Please rewrite the part of the items that opens with the line containing "For each instance of the tree trunk" and closes with the last line of the items, offsetting every coordinate in the answers by adding 114 to it. Keep all other lines in that part unchanged.

[begin Data lines]

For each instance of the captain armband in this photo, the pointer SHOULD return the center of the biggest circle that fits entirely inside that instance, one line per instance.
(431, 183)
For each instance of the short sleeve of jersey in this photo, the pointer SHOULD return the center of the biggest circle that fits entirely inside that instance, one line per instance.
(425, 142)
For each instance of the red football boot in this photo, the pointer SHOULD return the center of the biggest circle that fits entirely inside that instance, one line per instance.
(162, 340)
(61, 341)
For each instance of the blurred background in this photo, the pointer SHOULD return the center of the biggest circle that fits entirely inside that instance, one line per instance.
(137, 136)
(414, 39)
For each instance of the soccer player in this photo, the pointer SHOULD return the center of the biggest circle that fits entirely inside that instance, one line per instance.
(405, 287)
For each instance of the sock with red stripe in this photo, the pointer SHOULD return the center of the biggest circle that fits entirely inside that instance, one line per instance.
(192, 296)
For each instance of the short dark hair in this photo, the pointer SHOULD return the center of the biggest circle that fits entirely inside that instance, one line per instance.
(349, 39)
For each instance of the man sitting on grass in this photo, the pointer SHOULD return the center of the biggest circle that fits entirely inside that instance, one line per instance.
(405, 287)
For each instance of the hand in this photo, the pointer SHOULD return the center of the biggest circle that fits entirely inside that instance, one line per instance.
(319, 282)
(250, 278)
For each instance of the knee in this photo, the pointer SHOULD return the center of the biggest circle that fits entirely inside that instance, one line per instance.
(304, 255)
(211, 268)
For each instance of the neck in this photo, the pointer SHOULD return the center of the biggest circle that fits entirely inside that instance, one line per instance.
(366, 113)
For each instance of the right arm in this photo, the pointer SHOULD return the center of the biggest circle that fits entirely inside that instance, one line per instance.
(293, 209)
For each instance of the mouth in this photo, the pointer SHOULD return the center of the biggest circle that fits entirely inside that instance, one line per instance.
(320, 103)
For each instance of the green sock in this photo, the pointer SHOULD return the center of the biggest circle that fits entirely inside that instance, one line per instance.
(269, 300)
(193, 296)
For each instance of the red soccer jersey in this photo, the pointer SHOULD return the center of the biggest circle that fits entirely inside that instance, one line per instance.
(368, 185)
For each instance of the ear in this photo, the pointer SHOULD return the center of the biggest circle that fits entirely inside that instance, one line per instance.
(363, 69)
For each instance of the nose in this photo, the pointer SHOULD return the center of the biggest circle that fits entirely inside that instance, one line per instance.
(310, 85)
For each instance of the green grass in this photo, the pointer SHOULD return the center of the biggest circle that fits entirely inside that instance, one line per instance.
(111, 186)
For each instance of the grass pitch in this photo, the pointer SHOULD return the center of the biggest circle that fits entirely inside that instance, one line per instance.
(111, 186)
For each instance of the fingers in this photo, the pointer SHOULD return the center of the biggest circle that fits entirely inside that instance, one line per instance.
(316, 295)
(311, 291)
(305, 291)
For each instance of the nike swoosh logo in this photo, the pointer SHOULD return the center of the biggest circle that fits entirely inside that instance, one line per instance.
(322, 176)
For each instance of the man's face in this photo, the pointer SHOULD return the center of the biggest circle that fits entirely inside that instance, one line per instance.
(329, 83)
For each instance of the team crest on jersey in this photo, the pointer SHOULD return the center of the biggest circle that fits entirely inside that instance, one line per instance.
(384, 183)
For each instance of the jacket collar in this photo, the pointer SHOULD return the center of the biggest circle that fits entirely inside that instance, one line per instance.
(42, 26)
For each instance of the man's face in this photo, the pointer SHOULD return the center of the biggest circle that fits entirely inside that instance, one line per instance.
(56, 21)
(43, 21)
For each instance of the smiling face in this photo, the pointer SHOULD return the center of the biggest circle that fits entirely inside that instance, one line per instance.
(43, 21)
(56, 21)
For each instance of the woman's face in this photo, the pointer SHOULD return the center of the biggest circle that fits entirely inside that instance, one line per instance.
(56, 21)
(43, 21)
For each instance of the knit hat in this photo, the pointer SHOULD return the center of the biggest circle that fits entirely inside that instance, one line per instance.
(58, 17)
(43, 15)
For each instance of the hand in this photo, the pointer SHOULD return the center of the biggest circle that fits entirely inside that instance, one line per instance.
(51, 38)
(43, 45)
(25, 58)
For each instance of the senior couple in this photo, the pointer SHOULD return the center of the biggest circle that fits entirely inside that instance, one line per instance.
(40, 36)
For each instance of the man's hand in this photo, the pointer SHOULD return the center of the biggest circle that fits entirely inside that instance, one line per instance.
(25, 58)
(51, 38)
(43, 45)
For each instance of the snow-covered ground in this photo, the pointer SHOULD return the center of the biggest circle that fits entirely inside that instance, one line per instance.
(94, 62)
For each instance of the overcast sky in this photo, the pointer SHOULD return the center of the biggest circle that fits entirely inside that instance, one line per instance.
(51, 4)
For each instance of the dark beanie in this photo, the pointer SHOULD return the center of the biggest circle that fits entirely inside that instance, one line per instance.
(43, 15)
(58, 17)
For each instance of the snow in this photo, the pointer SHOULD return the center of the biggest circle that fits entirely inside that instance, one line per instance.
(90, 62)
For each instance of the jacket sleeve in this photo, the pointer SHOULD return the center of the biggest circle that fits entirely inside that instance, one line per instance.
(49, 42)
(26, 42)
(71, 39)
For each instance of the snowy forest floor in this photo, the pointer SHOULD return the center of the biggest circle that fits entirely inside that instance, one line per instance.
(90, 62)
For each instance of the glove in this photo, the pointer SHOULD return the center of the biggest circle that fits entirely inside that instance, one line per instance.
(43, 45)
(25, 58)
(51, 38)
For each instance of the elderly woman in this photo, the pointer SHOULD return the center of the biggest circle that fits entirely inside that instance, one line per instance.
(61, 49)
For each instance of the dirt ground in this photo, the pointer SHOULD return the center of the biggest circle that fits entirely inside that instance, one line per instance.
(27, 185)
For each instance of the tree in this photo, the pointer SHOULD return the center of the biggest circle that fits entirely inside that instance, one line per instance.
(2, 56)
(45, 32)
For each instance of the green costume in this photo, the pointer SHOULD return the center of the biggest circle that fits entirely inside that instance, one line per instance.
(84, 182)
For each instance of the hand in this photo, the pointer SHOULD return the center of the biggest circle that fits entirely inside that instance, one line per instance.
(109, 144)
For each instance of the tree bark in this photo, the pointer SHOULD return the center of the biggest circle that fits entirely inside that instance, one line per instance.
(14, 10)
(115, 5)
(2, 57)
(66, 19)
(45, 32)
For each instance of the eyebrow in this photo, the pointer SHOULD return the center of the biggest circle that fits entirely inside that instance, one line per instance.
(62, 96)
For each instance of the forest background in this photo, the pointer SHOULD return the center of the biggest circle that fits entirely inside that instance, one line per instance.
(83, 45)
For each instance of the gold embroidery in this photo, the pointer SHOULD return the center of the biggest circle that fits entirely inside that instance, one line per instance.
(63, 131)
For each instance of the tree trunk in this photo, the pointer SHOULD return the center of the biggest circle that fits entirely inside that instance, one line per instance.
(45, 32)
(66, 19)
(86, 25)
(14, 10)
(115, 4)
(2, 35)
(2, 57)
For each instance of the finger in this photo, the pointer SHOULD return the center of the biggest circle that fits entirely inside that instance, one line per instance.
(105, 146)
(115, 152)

[end Data lines]

Answer to this exercise
For each instance of the tree trunk in this photo, the pointer SHOULD return the center of the biggest circle that fits entirely inside that instance, one line per instance.
(159, 146)
(180, 133)
(200, 139)
(128, 124)
(229, 118)
(116, 149)
(116, 171)
For each instance of the finger in this photo, the pointer SHOULD return the center of the biggest circle that fits entirely inside that instance, one line per instance.
(219, 260)
(229, 266)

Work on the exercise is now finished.